(Beginning of Data extract)
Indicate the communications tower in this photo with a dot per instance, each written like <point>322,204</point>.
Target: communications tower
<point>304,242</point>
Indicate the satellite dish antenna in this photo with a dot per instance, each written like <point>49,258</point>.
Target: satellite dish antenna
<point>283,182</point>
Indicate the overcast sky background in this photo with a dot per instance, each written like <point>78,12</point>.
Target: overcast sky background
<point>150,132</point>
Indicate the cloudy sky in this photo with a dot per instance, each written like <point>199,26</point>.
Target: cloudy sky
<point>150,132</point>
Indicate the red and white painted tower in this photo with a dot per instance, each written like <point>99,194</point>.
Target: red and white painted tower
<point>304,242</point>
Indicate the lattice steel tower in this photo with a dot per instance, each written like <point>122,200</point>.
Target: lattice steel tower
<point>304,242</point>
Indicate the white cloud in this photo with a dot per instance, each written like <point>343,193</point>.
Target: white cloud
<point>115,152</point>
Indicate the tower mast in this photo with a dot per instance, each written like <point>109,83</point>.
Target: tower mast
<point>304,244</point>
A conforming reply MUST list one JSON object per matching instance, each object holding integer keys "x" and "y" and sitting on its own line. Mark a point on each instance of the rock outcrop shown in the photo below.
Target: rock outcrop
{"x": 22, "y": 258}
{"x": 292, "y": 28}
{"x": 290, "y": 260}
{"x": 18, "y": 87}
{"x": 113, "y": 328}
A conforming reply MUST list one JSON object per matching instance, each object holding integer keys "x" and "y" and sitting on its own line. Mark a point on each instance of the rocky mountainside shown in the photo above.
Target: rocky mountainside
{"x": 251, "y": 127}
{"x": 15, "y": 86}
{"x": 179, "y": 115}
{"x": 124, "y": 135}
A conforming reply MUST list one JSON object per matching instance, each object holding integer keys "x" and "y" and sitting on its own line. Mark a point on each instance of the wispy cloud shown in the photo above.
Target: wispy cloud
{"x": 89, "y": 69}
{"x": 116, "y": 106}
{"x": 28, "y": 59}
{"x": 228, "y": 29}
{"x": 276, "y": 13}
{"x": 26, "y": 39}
(End of Data extract)
What this task involves.
Restate the records above exactly.

Response area.
Indicate the communications tower in this photo with a dot per instance, each written like <point>322,204</point>.
Target: communications tower
<point>304,242</point>
Indicate the satellite dish antenna in this photo with a dot per instance, each written like <point>49,258</point>.
Target: satellite dish antenna
<point>283,182</point>
Indicate the overcast sky background in this photo with a dot per instance, each written like <point>78,12</point>.
Target: overcast sky background
<point>150,132</point>
Indicate the cloudy sky in this photo with a dot per instance, each written like <point>199,26</point>.
Target: cloudy sky
<point>150,132</point>
Indicate the red and white painted tower in this photo with a dot per instance, each written like <point>99,194</point>.
Target: red and white painted tower
<point>304,242</point>
Indicate the lattice steel tower in this photo with a dot per instance, each written like <point>122,200</point>.
Target: lattice steel tower
<point>304,242</point>
Indicate the white cloud in this photo with a dot per instance, each written like <point>343,193</point>.
Target: white cloud
<point>115,152</point>
Indicate the tower mast in this photo with a dot per instance, each written like <point>109,83</point>.
Target: tower mast
<point>304,244</point>
A conforming reply MUST list one JSON object per matching instance, each object holding integer keys "x" and "y" and sitting on its own line. Mark a point on each instance of the rock outcrop shown in the photo below.
Target: rock outcrop
{"x": 22, "y": 258}
{"x": 292, "y": 28}
{"x": 290, "y": 260}
{"x": 18, "y": 87}
{"x": 113, "y": 328}
A conforming reply MUST list one JSON object per matching instance, each object holding integer keys "x" and "y" and sitting on its own line. Mark a point on each instance of the rocky mountainside shown in the photo above.
Target: rocky mountainside
{"x": 251, "y": 127}
{"x": 15, "y": 86}
{"x": 179, "y": 115}
{"x": 124, "y": 135}
A conforming reply MUST list one JSON object per matching instance, each object holding integer keys "x" and "y" and sitting on its own line. Mark a point on each instance of the wispy cloud shown in the photo above.
Target: wispy cloud
{"x": 89, "y": 69}
{"x": 116, "y": 106}
{"x": 28, "y": 59}
{"x": 228, "y": 29}
{"x": 276, "y": 13}
{"x": 26, "y": 39}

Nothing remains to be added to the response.